##### Information supplied

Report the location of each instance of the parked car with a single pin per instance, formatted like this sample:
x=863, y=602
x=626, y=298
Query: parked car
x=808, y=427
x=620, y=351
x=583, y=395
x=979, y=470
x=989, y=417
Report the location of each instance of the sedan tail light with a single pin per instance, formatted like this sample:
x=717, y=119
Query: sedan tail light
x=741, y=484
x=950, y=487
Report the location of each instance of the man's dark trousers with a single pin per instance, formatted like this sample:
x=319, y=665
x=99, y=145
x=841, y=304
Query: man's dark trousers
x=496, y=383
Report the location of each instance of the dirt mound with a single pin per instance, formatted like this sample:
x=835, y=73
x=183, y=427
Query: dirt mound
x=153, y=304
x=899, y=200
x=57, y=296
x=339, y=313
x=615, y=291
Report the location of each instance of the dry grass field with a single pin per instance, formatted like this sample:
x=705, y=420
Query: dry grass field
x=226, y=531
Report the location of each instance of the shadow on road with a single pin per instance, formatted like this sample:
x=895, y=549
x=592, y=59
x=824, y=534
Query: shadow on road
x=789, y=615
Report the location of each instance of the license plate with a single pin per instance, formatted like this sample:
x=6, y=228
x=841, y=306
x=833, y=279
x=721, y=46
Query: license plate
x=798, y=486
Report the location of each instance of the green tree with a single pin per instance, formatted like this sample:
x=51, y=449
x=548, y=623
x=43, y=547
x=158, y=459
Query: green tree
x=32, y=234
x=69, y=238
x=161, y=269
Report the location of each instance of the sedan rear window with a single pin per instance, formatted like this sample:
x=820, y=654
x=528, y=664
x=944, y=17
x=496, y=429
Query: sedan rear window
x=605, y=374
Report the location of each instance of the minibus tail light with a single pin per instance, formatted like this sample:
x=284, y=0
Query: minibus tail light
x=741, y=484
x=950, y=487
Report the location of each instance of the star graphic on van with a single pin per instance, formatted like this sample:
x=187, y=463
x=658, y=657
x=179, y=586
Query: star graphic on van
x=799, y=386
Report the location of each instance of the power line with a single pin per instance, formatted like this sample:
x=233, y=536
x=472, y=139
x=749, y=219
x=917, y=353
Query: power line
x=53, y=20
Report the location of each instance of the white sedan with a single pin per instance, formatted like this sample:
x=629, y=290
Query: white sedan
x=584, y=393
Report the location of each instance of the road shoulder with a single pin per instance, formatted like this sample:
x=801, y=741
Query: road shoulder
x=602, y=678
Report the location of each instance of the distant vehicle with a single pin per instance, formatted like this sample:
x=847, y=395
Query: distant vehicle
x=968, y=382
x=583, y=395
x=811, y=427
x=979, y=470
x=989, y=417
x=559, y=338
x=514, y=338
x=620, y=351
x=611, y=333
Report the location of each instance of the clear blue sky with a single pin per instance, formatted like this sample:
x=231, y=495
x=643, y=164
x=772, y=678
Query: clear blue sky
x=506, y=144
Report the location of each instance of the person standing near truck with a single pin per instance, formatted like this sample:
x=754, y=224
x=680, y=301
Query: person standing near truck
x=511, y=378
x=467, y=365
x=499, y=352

##########

What to produce »
Recast the records above as a JSON list of strings, one string per line with blank lines omitted. Begin with the line containing "Report the location of each instance of the clear" and continue through the line containing "x=506, y=144", including both of those lines.

Answer for the task »
[
  "Report the location of each instance of the clear blue sky with a single pin per instance, formatted like this sample:",
  "x=231, y=495",
  "x=643, y=164",
  "x=772, y=678",
  "Query: clear blue sky",
  "x=506, y=144"
]